CONSEGNA
Nel brano su Juventus e Como, quali effetti del compromesso indicato dal segno "X" vengono elencati? Riportali tutti.

BRANO
A Como che sia una Juventus guarita dalla pareggite e “macchiata”

Una delle citazioni più toccanti e poetiche, che racchiude l'atmosfera e la bellezza di Como e del suo lago, viene attribuita al grande scrittore francese Stendhal: «Quando scriverete la storia di due amanti felici, collocateli sulle rive del Lago di Como». All’ora di pranzo baratterei volentieri con due gol bianconeri. Su quel ramo del lago di Como… alias allo stadio Giuseppe Sinigaglia la Juventus ha disputato contro i lariani una ventina di partite, pareggiandone cinque. Che oggi quel risultato inutile non sia contemplato!
Il pareggio, un'ombra nella cultura del successo, quel risultato numericamente neutrale dove né vincitori né vinti prevalgono, è spesso percepito, nella società sportiva e in quella odierna in generale, come l'inutile per eccellenza. In un'epoca dominata dalla "cultura del successo" e dal bisogno di risposte immediate e definitive, il segno "X" in classifica non solo manca di epica, ma viene bollato come l'esito più privo di significato: un compromesso quasi sempre non voluto che accontenta pochi, soddisfa nessuno e, in molti casi, danneggia entrambi. Definire il pareggio come inutile è, in questa prospettiva, un giudizio severo ma coerente con la cultura della performance e della spettacolarizzazione. Esso rappresenta l'ambiguità che l'epoca moderna tenta in ogni modo di eliminare. Mentre i puristi possono difenderlo come espressione di un equilibrio di forze o come una pausa di riflessione, la realtà dei fatti dimostra che, nella corsa ai punti, alla gloria e all'intrattenimento, il risultato che non sceglie è spesso il risultato che non conta. Il pareggio è l'anti-climatico per definizione: è la mancanza di fuoco in un gioco che esige fiamme.

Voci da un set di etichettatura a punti
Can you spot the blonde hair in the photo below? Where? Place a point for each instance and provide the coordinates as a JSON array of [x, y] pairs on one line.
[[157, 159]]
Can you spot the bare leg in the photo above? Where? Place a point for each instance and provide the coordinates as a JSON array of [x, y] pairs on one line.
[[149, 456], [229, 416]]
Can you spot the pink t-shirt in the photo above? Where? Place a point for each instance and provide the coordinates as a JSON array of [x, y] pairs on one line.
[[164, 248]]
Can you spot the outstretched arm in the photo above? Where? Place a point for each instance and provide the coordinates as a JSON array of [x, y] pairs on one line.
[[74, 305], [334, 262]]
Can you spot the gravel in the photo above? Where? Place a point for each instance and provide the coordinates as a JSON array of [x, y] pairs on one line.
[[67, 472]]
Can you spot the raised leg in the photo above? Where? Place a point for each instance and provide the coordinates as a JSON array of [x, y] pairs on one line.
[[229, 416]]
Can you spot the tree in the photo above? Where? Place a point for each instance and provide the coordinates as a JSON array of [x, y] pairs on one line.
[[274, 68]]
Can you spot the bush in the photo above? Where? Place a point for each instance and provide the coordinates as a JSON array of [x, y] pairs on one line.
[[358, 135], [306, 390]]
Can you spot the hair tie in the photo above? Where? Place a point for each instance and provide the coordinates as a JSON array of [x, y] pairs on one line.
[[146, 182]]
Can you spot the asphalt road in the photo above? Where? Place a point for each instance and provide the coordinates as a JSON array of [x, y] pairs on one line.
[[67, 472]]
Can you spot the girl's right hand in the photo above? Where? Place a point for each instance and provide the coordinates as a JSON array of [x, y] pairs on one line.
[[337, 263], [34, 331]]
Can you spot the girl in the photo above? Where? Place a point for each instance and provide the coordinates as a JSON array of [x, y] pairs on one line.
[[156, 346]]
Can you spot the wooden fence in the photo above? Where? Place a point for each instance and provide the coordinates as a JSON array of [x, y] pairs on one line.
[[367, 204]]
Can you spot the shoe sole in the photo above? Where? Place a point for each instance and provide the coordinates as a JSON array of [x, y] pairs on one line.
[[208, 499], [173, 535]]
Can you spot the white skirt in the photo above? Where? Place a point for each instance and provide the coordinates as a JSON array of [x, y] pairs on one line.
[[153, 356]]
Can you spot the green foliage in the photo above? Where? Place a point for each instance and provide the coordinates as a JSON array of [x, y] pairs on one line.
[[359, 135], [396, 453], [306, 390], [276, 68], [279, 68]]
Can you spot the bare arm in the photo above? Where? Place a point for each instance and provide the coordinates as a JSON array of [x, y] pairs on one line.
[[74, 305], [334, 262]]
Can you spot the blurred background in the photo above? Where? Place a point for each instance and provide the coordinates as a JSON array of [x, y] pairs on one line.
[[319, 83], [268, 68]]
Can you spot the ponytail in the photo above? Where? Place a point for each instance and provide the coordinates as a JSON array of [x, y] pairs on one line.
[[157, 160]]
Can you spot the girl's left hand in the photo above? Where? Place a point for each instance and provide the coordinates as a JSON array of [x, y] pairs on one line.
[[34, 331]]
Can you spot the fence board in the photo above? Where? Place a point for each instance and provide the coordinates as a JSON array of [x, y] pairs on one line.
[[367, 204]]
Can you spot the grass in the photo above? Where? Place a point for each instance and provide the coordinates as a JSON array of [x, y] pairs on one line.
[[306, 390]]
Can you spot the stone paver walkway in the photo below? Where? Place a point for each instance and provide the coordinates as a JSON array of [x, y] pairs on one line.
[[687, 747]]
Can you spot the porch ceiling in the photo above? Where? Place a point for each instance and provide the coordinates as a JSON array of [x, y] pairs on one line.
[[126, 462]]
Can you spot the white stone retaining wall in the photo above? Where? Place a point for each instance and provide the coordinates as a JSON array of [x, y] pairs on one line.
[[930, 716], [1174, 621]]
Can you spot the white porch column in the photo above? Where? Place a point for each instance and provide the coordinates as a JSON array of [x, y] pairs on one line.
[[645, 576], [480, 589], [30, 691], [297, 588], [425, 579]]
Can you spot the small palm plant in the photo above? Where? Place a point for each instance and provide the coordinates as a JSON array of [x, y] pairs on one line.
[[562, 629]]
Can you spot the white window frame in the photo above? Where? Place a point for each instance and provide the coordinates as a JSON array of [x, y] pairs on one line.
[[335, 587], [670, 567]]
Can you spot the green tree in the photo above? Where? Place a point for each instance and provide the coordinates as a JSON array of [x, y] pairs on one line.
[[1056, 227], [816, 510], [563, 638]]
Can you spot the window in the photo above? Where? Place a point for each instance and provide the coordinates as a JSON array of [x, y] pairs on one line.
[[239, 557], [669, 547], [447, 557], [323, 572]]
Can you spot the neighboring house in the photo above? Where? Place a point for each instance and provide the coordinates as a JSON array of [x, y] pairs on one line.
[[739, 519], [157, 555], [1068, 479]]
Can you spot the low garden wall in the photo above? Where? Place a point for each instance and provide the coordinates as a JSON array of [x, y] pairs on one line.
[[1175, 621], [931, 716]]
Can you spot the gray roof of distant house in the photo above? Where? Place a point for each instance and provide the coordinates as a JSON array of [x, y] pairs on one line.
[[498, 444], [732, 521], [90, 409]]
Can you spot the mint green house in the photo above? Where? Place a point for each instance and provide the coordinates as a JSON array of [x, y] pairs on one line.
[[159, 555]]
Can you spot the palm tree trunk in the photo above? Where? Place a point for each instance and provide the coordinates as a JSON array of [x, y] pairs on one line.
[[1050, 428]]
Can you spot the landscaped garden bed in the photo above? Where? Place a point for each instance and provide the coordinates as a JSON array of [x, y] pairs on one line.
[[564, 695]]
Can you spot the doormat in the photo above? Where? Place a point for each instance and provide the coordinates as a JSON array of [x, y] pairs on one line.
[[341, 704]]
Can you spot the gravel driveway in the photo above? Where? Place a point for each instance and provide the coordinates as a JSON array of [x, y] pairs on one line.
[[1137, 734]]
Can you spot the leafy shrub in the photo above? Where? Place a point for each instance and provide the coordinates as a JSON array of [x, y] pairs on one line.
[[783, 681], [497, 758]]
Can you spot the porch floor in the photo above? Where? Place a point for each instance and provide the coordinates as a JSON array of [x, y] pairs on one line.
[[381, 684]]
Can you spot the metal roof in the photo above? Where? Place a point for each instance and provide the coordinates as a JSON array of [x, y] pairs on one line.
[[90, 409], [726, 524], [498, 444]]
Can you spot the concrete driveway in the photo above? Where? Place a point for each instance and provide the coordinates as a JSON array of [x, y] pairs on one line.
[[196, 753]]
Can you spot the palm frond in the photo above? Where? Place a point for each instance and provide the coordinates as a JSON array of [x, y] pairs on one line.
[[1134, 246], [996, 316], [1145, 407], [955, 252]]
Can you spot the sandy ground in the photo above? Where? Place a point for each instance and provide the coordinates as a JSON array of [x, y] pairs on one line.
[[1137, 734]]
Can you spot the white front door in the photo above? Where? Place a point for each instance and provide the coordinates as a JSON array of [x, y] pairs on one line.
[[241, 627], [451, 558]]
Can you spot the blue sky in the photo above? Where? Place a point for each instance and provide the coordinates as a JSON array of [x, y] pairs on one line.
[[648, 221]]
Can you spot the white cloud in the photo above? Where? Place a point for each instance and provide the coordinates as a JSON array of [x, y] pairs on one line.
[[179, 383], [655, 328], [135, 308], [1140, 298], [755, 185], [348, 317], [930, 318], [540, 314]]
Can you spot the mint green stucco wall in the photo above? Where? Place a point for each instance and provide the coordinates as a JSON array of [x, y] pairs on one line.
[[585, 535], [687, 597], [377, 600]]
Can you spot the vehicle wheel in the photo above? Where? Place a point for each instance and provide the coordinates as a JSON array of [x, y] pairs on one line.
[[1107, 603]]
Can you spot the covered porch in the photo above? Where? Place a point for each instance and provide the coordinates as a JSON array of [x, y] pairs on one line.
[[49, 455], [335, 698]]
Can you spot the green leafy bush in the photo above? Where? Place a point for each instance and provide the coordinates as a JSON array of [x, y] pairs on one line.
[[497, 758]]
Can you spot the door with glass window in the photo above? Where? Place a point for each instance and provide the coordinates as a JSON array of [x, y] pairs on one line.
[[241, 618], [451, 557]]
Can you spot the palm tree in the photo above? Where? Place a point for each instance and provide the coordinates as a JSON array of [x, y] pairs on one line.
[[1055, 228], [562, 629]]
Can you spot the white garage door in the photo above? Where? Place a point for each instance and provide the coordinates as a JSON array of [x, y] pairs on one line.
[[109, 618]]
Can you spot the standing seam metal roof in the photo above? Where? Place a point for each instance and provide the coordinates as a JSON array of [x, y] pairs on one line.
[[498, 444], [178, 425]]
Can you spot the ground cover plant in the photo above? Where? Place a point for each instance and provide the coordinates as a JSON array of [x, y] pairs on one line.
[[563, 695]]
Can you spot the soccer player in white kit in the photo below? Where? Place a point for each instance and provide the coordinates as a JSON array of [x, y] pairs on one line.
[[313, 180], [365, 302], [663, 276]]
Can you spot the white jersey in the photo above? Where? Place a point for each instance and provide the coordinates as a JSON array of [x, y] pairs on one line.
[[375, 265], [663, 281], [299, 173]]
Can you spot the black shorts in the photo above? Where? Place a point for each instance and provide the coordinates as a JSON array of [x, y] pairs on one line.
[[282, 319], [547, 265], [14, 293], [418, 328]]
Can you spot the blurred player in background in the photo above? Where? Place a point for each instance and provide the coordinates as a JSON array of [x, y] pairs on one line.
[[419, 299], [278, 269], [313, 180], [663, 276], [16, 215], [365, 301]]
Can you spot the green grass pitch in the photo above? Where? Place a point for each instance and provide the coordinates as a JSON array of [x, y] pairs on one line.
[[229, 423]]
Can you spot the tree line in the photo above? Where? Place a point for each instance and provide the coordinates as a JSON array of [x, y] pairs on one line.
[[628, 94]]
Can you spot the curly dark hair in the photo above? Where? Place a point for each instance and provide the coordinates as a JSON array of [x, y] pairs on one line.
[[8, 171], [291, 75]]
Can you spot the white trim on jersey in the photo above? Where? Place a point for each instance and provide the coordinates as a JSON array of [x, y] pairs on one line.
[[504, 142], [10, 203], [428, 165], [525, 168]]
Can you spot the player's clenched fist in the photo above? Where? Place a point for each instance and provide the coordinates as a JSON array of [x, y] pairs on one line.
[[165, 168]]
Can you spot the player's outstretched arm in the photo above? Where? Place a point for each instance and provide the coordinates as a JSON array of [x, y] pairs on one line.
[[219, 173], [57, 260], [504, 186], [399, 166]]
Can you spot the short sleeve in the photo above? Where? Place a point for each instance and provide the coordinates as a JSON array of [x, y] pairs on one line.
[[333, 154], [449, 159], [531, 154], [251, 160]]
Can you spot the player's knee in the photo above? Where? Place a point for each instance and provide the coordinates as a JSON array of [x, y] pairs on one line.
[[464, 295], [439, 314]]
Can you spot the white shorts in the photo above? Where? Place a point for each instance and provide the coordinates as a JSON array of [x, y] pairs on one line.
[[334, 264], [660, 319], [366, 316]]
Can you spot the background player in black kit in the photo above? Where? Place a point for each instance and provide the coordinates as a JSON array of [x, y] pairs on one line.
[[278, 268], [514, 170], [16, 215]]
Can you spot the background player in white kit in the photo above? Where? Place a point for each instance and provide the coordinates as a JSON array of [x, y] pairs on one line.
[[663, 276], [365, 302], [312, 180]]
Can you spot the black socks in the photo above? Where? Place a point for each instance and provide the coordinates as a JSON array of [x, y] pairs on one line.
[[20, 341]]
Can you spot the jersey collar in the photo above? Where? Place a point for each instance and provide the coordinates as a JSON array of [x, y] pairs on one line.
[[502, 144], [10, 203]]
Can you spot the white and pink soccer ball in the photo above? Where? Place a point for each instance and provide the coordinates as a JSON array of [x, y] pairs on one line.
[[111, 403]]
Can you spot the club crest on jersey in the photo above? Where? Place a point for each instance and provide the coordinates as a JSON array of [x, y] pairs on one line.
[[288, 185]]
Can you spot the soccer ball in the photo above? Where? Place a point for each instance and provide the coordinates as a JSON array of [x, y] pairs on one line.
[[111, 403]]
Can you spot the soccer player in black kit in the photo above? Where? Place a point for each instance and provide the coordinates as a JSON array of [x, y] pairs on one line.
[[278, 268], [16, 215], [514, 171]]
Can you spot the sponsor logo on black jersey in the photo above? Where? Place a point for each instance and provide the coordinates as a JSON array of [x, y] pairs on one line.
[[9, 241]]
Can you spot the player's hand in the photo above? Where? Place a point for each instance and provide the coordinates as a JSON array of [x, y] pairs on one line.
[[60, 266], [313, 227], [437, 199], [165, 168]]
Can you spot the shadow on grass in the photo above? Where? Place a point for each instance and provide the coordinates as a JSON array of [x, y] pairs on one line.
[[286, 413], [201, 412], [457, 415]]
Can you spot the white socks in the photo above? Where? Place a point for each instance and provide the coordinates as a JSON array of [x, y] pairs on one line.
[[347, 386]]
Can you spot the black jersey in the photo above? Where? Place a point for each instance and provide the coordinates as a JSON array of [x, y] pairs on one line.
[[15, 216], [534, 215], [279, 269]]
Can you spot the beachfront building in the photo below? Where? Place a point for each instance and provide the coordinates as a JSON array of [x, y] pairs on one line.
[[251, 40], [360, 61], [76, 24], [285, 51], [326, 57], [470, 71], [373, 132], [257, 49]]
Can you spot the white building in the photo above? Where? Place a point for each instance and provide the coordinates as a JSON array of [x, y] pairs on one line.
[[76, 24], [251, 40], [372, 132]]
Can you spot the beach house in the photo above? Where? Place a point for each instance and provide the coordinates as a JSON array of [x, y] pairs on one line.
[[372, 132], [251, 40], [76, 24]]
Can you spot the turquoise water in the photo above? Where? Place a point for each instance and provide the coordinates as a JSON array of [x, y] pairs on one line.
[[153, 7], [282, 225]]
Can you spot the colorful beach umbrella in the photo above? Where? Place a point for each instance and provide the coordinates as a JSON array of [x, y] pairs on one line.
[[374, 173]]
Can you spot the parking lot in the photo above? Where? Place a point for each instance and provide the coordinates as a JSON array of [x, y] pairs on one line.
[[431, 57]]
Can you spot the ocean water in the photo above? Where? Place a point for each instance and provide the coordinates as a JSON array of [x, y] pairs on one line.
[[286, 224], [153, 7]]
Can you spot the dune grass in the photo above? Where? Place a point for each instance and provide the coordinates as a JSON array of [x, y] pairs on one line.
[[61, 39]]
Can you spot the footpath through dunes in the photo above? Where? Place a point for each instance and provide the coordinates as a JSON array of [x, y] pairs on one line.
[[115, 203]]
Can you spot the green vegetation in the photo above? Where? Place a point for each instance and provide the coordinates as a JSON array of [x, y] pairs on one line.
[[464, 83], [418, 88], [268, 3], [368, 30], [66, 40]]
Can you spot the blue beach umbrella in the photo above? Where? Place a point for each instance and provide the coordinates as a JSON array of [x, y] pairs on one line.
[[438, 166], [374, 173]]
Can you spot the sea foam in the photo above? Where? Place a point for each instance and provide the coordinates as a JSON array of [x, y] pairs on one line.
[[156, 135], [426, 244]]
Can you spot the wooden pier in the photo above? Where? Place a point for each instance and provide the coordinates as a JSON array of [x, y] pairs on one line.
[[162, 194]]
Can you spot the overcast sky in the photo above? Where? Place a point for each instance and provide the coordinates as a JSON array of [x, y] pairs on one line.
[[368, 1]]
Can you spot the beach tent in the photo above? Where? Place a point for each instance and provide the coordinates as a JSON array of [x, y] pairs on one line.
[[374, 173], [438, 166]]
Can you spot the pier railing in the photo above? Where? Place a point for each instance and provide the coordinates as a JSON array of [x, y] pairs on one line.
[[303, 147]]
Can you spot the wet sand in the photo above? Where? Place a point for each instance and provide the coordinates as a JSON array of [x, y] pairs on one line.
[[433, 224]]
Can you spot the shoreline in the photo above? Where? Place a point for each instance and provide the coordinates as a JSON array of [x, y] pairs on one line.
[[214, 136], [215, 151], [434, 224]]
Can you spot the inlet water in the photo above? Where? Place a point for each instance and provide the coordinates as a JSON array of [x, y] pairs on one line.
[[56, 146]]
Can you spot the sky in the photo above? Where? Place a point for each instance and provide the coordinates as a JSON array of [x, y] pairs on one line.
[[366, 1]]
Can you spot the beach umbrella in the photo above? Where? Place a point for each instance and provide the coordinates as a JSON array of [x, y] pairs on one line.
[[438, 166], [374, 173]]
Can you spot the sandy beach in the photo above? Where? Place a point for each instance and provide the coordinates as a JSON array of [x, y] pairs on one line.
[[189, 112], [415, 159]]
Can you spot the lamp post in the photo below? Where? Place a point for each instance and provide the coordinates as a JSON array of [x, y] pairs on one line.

RISULTATO
- accontenta pochi
- soddisfa nessuno
- in molti casi, danneggia entrambi